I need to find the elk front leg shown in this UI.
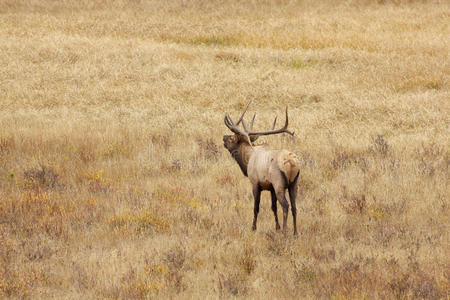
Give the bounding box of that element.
[270,188,280,230]
[252,185,261,230]
[276,188,289,234]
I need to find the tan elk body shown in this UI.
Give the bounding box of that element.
[223,103,300,235]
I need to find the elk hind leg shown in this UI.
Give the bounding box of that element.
[288,174,298,235]
[270,188,280,230]
[276,187,289,233]
[252,185,261,230]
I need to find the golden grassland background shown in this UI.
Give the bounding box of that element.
[0,0,450,299]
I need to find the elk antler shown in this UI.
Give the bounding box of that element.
[224,101,294,146]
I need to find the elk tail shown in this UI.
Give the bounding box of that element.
[278,151,300,185]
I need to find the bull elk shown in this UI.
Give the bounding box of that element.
[223,103,300,235]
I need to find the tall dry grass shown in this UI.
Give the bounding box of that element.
[0,0,450,299]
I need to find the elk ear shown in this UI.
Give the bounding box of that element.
[231,134,239,144]
[250,135,259,143]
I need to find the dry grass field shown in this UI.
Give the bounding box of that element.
[0,0,450,299]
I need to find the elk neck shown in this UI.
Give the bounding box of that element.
[230,143,254,176]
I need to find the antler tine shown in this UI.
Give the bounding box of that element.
[242,120,253,148]
[271,116,277,130]
[236,100,252,126]
[283,106,289,128]
[248,107,294,136]
[250,113,256,130]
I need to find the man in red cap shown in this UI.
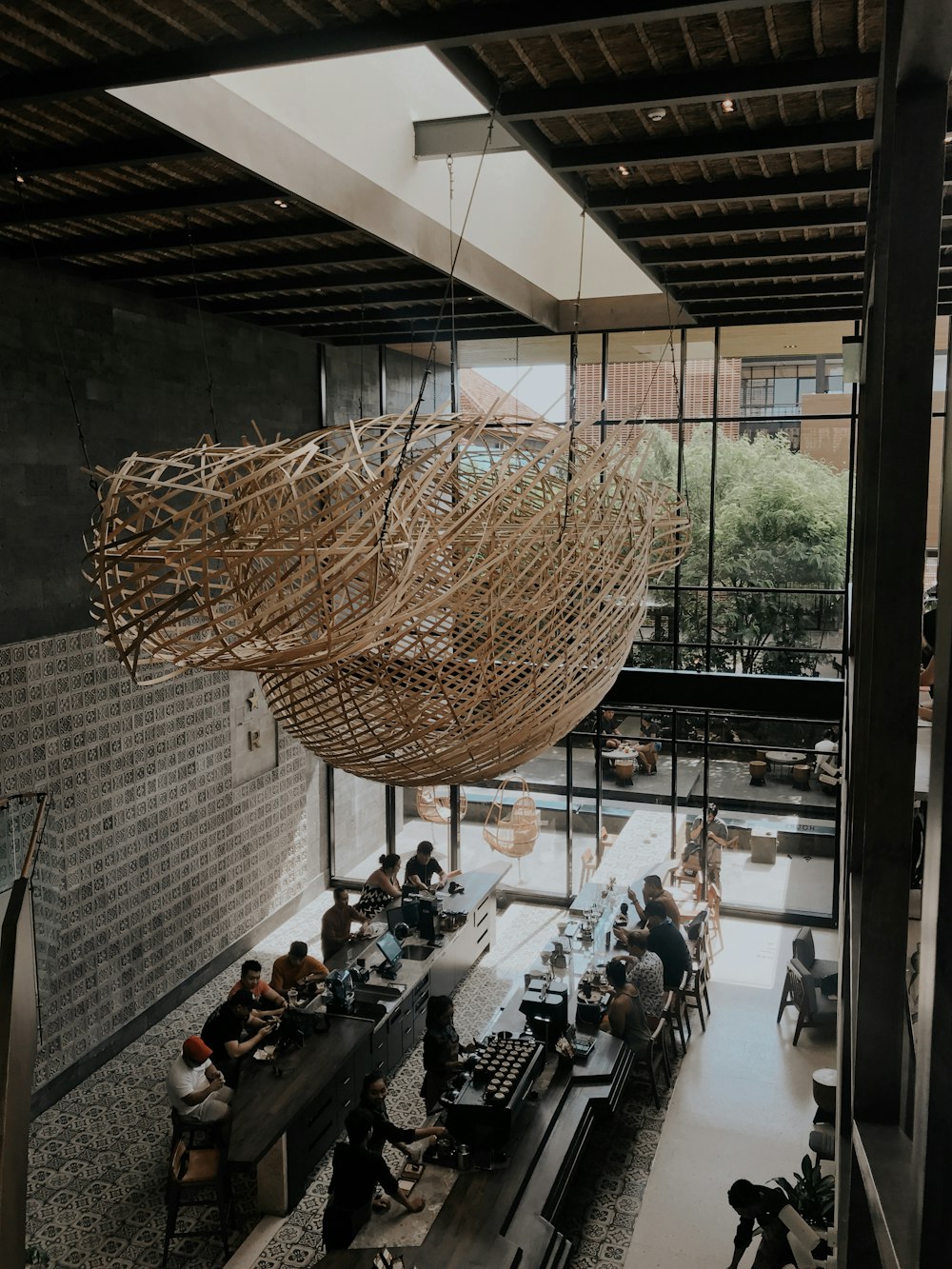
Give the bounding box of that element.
[165,1036,233,1123]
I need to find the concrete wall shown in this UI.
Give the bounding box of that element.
[0,629,327,1087]
[0,260,321,642]
[0,262,337,1095]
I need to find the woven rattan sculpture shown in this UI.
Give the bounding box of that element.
[416,784,468,824]
[90,416,689,785]
[87,420,431,676]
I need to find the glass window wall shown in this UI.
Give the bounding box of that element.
[335,323,856,920]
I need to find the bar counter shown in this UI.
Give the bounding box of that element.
[321,923,632,1269]
[228,864,509,1213]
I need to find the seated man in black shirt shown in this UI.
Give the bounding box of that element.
[404,842,460,891]
[324,1106,424,1251]
[202,987,277,1089]
[628,899,690,991]
[727,1180,807,1269]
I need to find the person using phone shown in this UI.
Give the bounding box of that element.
[324,1106,426,1251]
[165,1036,232,1124]
[202,987,277,1089]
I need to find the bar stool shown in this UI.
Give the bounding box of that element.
[579,850,598,888]
[632,1018,671,1110]
[682,941,711,1032]
[662,969,690,1053]
[163,1116,231,1266]
[791,763,810,789]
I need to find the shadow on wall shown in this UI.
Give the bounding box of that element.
[0,629,321,1087]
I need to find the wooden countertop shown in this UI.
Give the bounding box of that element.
[228,864,510,1167]
[228,1018,372,1167]
[321,964,631,1269]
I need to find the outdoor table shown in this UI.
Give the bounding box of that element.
[764,748,806,778]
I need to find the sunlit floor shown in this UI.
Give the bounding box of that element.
[625,919,837,1269]
[354,801,833,918]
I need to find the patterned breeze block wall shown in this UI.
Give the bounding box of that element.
[0,629,321,1086]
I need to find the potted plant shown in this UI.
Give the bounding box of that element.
[773,1155,834,1234]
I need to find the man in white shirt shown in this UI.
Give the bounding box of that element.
[814,728,839,775]
[165,1036,235,1123]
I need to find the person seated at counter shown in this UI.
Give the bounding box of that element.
[616,939,665,1026]
[420,996,468,1114]
[165,1036,233,1124]
[635,718,658,775]
[270,939,330,999]
[202,987,278,1089]
[321,885,367,961]
[404,842,460,891]
[361,1071,446,1212]
[591,705,621,777]
[628,873,681,926]
[228,961,288,1032]
[681,802,728,869]
[357,855,403,922]
[602,961,651,1061]
[323,1106,426,1251]
[628,899,690,991]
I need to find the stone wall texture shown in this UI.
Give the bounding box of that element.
[0,629,327,1086]
[0,252,321,642]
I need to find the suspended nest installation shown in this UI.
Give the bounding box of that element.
[89,415,689,785]
[87,429,428,682]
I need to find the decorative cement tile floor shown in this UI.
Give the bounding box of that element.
[27,813,667,1269]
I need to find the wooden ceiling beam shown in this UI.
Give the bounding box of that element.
[255,300,515,334]
[587,168,869,212]
[643,235,865,268]
[665,256,863,281]
[617,207,865,243]
[162,262,443,299]
[498,53,880,123]
[95,243,404,289]
[548,119,873,172]
[294,313,541,343]
[0,180,275,228]
[685,286,863,313]
[701,304,863,325]
[671,274,863,302]
[0,0,786,103]
[0,132,207,180]
[3,212,353,260]
[210,284,469,317]
[327,327,552,349]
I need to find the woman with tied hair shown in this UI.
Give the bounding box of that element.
[354,855,400,922]
[420,996,477,1114]
[324,1108,426,1251]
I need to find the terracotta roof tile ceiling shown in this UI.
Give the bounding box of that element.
[0,0,952,343]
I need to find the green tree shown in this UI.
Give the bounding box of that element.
[635,426,848,674]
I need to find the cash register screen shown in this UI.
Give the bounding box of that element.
[377,931,403,964]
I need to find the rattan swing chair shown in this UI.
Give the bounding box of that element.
[483,777,538,885]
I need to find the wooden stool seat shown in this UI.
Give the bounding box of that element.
[171,1140,221,1185]
[792,763,810,789]
[579,850,598,885]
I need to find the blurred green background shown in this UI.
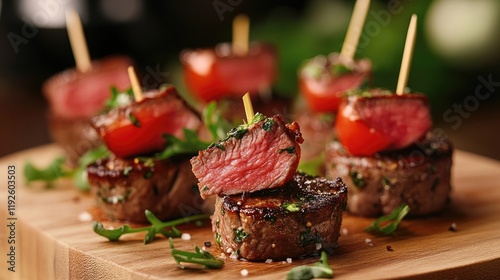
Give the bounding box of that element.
[0,0,500,159]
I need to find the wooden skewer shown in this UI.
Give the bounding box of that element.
[232,15,250,56]
[66,9,92,72]
[396,14,417,95]
[340,0,370,61]
[128,66,143,102]
[243,92,255,123]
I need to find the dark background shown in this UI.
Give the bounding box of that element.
[0,0,500,159]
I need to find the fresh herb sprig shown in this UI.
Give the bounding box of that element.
[168,237,224,269]
[286,251,333,280]
[92,210,210,244]
[365,204,410,234]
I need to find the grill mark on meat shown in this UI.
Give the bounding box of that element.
[212,173,347,261]
[191,115,303,198]
[325,133,453,217]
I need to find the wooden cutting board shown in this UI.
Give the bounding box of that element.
[0,145,500,279]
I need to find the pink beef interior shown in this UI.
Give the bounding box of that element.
[191,116,302,198]
[356,94,432,149]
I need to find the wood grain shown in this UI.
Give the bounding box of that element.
[0,145,500,279]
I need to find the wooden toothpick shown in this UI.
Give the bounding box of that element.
[396,14,417,95]
[127,66,143,102]
[66,9,92,72]
[243,92,255,123]
[232,15,250,56]
[340,0,370,61]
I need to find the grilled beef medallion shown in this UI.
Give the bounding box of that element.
[325,133,453,217]
[87,155,214,223]
[191,113,303,198]
[212,173,347,261]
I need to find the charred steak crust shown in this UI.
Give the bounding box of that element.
[191,114,303,198]
[325,133,453,217]
[87,156,214,223]
[212,173,347,261]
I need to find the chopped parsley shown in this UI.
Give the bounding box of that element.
[279,146,295,154]
[233,227,250,243]
[286,251,333,280]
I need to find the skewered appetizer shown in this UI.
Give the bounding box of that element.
[87,86,213,222]
[43,56,132,166]
[325,90,453,217]
[191,113,347,261]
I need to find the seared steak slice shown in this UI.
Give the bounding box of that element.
[325,134,453,217]
[191,114,303,198]
[212,173,347,261]
[87,156,214,222]
[92,86,203,158]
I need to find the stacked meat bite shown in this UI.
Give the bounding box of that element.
[87,86,213,222]
[191,114,347,260]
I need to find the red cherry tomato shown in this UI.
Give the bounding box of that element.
[92,86,201,158]
[335,101,390,156]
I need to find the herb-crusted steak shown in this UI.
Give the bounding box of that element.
[191,114,303,198]
[325,134,453,217]
[87,155,214,222]
[212,173,347,261]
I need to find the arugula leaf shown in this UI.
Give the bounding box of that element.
[202,101,232,142]
[168,237,224,269]
[365,204,410,234]
[286,251,333,280]
[92,210,210,244]
[23,157,71,184]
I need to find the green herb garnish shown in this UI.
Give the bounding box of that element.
[24,145,110,191]
[286,251,333,280]
[233,227,250,243]
[349,171,366,189]
[92,210,210,244]
[365,204,410,234]
[168,237,224,269]
[330,63,352,77]
[281,203,300,212]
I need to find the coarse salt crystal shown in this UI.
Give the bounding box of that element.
[181,233,191,240]
[78,211,92,222]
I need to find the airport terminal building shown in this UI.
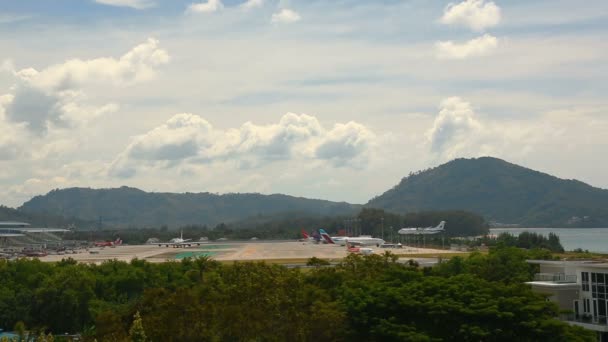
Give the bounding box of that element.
[527,260,608,342]
[0,221,69,257]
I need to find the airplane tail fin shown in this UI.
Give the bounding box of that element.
[319,228,334,244]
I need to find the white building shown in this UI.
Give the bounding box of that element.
[527,260,608,342]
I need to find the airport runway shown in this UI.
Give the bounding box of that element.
[39,241,466,263]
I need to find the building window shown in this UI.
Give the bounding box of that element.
[581,272,589,292]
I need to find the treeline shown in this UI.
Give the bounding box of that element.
[71,208,489,244]
[476,232,564,253]
[0,247,595,341]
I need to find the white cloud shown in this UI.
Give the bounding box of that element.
[435,34,498,59]
[271,8,302,24]
[427,96,483,156]
[440,0,500,31]
[110,113,375,177]
[187,0,224,13]
[315,121,375,166]
[95,0,156,9]
[2,39,169,134]
[0,13,31,24]
[241,0,264,10]
[17,38,169,90]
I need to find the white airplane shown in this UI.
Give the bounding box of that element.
[399,221,445,235]
[319,229,385,246]
[157,230,204,248]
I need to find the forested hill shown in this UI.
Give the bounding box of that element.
[366,157,608,227]
[19,187,359,227]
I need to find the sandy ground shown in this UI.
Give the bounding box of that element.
[40,241,466,263]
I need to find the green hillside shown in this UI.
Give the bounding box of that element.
[366,157,608,227]
[19,187,358,227]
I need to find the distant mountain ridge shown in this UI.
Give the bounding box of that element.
[19,187,360,227]
[10,157,608,227]
[366,157,608,227]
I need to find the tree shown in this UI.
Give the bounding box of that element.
[129,311,147,342]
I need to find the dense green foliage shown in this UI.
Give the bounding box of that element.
[367,157,608,227]
[19,187,357,228]
[0,248,594,341]
[475,232,564,253]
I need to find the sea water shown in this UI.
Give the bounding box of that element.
[490,228,608,253]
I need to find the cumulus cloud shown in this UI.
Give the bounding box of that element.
[187,0,224,13]
[110,113,375,177]
[271,8,302,24]
[435,34,498,59]
[95,0,156,9]
[440,0,500,31]
[315,121,375,166]
[241,0,264,10]
[427,96,483,153]
[2,39,169,134]
[16,38,169,90]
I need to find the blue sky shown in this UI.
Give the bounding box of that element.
[0,0,608,206]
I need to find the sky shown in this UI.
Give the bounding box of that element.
[0,0,608,207]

[Set task] List every line in the records as a numbered list, from the line containing "I need to find the distant" through the end of the records, inclusive, omitting any blank lines.

[Solution for this task]
1. I need to find the distant mountain ridge shown in this UI.
2. Give the bounding box of that element.
3. [19,187,360,227]
4. [10,157,608,227]
5. [366,157,608,227]
6. I need to find the tree shown in this UI.
7. Give the bounding box of that element.
8. [129,311,147,342]
9. I need to find the dense green foliage shown in this UI.
10. Give the bounding box of that element.
11. [367,157,608,227]
12. [19,187,357,228]
13. [0,248,594,341]
14. [475,232,564,253]
15. I need to find the sea water shown in this UI.
16. Give the bounding box of that element.
17. [490,228,608,253]
18. I need to find the cumulus cloud shown in this UI.
19. Give the bounding box of that element.
20. [187,0,224,13]
21. [110,113,375,177]
22. [271,8,302,24]
23. [435,34,498,59]
24. [95,0,156,9]
25. [440,0,500,31]
26. [315,121,375,166]
27. [241,0,264,10]
28. [427,96,483,153]
29. [2,39,169,134]
30. [16,38,169,90]
31. I need to find the blue sky shown in this UI.
32. Give the bounding box of that element.
33. [0,0,608,206]
34. I need to find the sky shown in this UI.
35. Give the bounding box of that element.
36. [0,0,608,207]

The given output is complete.